Using the information:
1. In the introduction, how do probabilistic models represent learner states?
2. According to the introduction, learner modeling is the computational representation of which aspects of a student? List them all.

Keywords; artificial intelligence in education; learner modeling; Bayesian networks; Law 25; competency-based education; Quebec collegiate system; OACIQ; adaptive learning systems; hybrid architecture; algorithmic transparency


1. Introduction

The deployment of artificial intelligence in education (AIED) has generated substantial scholarly interest in learner modeling — the computational representation of a student’s knowledge, competencies, misconceptions, and learning behaviors — as the inferential engine of adaptive educational systems (AES) and intelligent tutoring systems (ITS) (VanLehn, 2011; Brusilovsky & Millán, 2007). Two paradigms have historically dominated the field: symbolic, or rule-based, models, which encode expert-defined IF–THEN pedagogical rules, and probabilistic models, particularly Bayesian networks (BN) and their multi-entity extensions (MEBN), which represent learner states as probability distributions updated dynamically as new evidence accumulates (Tadlaoui & Khaldi, 2019b).
The present authors have contributed systematically to this research program over the past decade, beginning with foundational explorations of probabilistic ontologies for learner modeling (Tadlaoui et al., 2014b), progressing through the development and empirical validation of BN-based learner models in adaptive hypermedia contexts (Tadlaoui et al., 2017), and culminating in the application of Multi-Entity Bayesian Networks (MEBN) — which extend classical BNs to support relational and temporal modeling across multiple learners — to achieve context-sensitive, population-aware learner modeling in adaptive educational environments (Tadlaoui et al., 2019b). A comprehensive treatment of personalization and collaboration architectures in adaptive e-learning was also developed in Tadlaoui and Khaldi (2020). Contributing authors have also advanced complementary research on the pedagogical integration of ICT and distance training in technical and scientific education, encompassing the design of distance training platforms for in-service teachers, the use of computer simulation software in physics classrooms, and the assessment of continuous distance training effectiveness (Mahdi et al., 2014a; Mahdi et al., 2015; Mahdi, 2018). The current paper builds directly on this body of work, extending it into a regulatory and curricular context that the prior literature has not addressed.

Dataset items:
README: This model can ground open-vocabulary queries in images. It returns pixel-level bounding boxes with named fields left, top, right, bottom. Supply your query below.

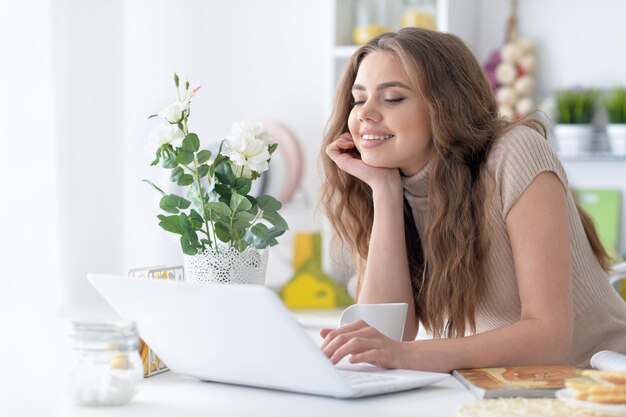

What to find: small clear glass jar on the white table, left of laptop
left=67, top=321, right=143, bottom=406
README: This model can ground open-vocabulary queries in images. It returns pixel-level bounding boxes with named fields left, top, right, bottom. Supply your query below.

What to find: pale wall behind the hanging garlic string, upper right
left=476, top=0, right=626, bottom=94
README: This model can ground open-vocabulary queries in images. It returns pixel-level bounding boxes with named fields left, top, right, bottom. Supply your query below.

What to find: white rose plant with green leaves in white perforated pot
left=144, top=74, right=288, bottom=283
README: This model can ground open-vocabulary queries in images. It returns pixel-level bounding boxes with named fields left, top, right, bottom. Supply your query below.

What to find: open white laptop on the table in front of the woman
left=88, top=274, right=450, bottom=398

Responses for each task:
1. As probability distributions updated dynamically as new evidence accumulates.

2. Knowledge, competencies, misconceptions, and learning behaviors.